### Requirement:
Can you change each "even-odd" in the rows below to "nonzero" and give all the rows back with nothing else altered?
== Source records
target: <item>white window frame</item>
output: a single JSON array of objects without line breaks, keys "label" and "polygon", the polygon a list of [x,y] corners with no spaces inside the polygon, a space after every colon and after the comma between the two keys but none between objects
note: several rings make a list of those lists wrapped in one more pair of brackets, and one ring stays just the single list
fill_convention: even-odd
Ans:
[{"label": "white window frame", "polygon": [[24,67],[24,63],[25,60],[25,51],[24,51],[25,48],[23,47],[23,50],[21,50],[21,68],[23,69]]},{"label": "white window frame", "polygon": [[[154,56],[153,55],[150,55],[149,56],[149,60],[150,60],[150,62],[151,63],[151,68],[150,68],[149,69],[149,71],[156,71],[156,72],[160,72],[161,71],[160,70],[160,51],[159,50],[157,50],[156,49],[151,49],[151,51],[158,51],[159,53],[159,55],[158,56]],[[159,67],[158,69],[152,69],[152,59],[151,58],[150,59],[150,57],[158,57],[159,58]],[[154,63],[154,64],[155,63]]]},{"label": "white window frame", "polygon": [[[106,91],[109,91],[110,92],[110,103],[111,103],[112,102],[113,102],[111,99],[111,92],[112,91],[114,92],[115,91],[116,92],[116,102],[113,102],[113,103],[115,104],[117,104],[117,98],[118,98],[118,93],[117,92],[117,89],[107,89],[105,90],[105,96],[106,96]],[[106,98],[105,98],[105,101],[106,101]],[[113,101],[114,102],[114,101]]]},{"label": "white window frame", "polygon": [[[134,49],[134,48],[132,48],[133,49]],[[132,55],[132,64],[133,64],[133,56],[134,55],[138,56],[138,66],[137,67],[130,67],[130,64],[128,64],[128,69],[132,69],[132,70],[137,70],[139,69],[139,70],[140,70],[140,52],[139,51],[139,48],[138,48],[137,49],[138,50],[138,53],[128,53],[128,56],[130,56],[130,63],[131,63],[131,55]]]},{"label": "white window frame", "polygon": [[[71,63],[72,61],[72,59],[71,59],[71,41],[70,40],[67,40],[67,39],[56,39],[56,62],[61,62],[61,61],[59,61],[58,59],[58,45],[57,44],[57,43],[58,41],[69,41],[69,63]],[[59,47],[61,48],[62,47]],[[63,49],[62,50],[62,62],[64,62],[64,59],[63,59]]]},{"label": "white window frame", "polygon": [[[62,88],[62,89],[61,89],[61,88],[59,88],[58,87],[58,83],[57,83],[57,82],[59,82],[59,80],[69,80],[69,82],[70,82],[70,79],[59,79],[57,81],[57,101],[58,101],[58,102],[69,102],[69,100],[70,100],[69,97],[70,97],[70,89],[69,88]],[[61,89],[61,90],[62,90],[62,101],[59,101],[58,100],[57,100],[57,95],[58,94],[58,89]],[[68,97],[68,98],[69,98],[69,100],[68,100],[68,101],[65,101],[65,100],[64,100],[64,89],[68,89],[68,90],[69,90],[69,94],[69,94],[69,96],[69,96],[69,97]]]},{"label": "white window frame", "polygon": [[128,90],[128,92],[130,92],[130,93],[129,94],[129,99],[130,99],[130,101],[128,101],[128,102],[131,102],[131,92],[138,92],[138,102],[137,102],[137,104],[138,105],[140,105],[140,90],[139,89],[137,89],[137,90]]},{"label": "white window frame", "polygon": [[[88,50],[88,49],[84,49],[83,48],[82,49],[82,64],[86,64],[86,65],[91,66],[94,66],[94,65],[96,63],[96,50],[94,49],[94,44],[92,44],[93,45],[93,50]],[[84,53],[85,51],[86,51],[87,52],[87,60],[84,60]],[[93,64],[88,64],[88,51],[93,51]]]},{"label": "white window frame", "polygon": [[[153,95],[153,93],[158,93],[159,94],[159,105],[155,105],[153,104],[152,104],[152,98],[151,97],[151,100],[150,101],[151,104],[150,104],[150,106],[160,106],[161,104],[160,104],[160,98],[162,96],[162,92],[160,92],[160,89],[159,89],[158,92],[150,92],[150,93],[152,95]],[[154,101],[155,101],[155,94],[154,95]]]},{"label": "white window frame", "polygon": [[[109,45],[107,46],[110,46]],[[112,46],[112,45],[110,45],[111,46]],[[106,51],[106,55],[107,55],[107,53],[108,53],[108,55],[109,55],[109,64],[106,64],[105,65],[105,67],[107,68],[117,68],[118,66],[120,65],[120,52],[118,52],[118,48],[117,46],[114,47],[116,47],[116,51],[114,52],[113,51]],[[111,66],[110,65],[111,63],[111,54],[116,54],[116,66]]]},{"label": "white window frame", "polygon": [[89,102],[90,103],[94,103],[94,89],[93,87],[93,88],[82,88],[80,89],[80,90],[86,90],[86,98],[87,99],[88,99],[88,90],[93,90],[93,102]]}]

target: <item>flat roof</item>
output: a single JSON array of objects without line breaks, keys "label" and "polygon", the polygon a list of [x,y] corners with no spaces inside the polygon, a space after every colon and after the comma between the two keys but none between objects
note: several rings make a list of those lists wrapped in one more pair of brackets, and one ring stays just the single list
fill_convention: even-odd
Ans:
====
### Solution to the exercise:
target: <item>white window frame</item>
output: a single JSON array of objects without line breaks, keys "label" and "polygon", the polygon a list of [x,y] corners with no spaces inside the polygon, a space after every colon and after the comma between the two keys but none between objects
note: several rings make a list of those lists wrapped in one more pair of brackets, and one ring stays just the single list
fill_convention: nonzero
Ans:
[{"label": "white window frame", "polygon": [[24,67],[24,63],[25,60],[25,51],[24,51],[25,48],[23,47],[23,50],[21,50],[21,68],[23,69]]},{"label": "white window frame", "polygon": [[[154,56],[153,55],[150,55],[149,56],[149,60],[150,60],[150,62],[151,63],[151,68],[150,68],[149,69],[149,71],[156,71],[156,72],[160,72],[161,71],[160,70],[160,51],[159,50],[157,50],[156,49],[151,49],[151,51],[158,51],[159,53],[159,55],[158,56]],[[159,67],[158,69],[152,69],[152,59],[151,58],[150,59],[150,57],[158,57],[159,58]],[[154,63],[154,64],[155,63]]]},{"label": "white window frame", "polygon": [[[106,91],[109,91],[110,92],[110,103],[111,103],[112,102],[113,102],[111,99],[111,92],[112,91],[114,92],[115,91],[116,92],[116,102],[113,102],[113,103],[115,104],[117,104],[117,98],[118,98],[118,93],[117,92],[117,89],[107,89],[105,90],[105,96],[106,96]],[[106,98],[105,98],[105,101],[106,101]],[[113,101],[114,102],[114,101]]]},{"label": "white window frame", "polygon": [[[134,49],[134,48],[132,48],[133,49]],[[132,55],[132,64],[133,64],[133,56],[134,55],[138,56],[138,66],[137,67],[130,67],[130,64],[128,64],[128,69],[132,69],[132,70],[137,70],[139,69],[139,70],[140,70],[140,52],[139,51],[139,48],[138,48],[137,49],[138,50],[138,53],[128,53],[128,56],[130,56],[130,63],[131,63],[131,55]]]},{"label": "white window frame", "polygon": [[[71,63],[72,61],[72,59],[71,59],[71,41],[70,40],[67,40],[67,39],[56,39],[56,62],[61,62],[61,61],[59,61],[58,59],[58,45],[57,44],[57,43],[58,41],[69,41],[69,63]],[[59,47],[61,48],[62,47]],[[63,49],[62,50],[62,62],[64,62],[64,59],[63,59]]]},{"label": "white window frame", "polygon": [[[62,88],[62,89],[61,89],[61,88],[59,88],[58,87],[58,83],[57,83],[57,82],[59,82],[59,80],[69,80],[69,82],[70,82],[70,79],[59,79],[57,81],[57,101],[58,101],[58,102],[69,102],[69,100],[70,100],[69,97],[70,97],[70,89],[69,88]],[[61,89],[61,90],[62,90],[62,101],[59,101],[58,100],[57,100],[57,95],[58,94],[58,89]],[[68,97],[68,98],[69,98],[69,100],[68,100],[68,101],[65,101],[65,100],[64,100],[64,89],[68,89],[68,90],[69,90],[69,94],[69,94],[69,96],[69,96],[69,97]]]},{"label": "white window frame", "polygon": [[128,90],[128,92],[130,92],[130,93],[129,94],[129,99],[130,99],[130,101],[128,101],[128,102],[131,102],[131,92],[138,92],[138,102],[137,102],[137,104],[138,105],[140,105],[140,90],[139,89],[137,89],[137,90]]},{"label": "white window frame", "polygon": [[[88,50],[88,49],[84,49],[83,48],[82,49],[82,64],[86,64],[86,65],[91,66],[94,66],[94,65],[96,63],[96,50],[94,49],[94,44],[92,44],[93,45],[93,50]],[[84,53],[85,51],[86,51],[87,52],[87,60],[84,60]],[[93,64],[88,64],[88,51],[93,51]]]},{"label": "white window frame", "polygon": [[[153,95],[153,93],[158,93],[159,94],[159,105],[155,105],[153,104],[152,104],[152,98],[151,97],[151,100],[150,101],[151,104],[150,104],[150,106],[160,106],[161,104],[160,104],[160,98],[162,96],[162,92],[160,92],[160,89],[159,89],[158,92],[150,92],[150,93],[152,95]],[[154,101],[155,101],[155,94],[154,95]]]},{"label": "white window frame", "polygon": [[[109,45],[107,46],[110,46]],[[112,46],[112,45],[110,45],[111,46]],[[106,51],[106,55],[107,55],[107,53],[108,53],[108,55],[109,55],[109,64],[106,64],[105,65],[105,67],[107,68],[117,68],[118,66],[120,65],[120,52],[118,52],[118,48],[117,46],[114,47],[116,47],[116,51],[114,52],[113,51]],[[111,66],[110,65],[111,63],[111,54],[116,54],[116,66]]]},{"label": "white window frame", "polygon": [[89,102],[90,103],[94,103],[94,89],[93,87],[93,88],[82,88],[80,89],[80,90],[86,90],[86,98],[87,99],[88,99],[88,90],[93,90],[93,102]]}]

target: <item>flat roof</item>
output: a single JSON array of objects without line breaks, keys "label" and "polygon", the polygon a list of [x,y] corners with no spaces inside the polygon, a space after every colon and after the comma between the two keys but none between objects
note: several rings make a list of those lists wrapped in one more pair of brackets, and one ring stays just the single list
fill_convention: nonzero
Ans:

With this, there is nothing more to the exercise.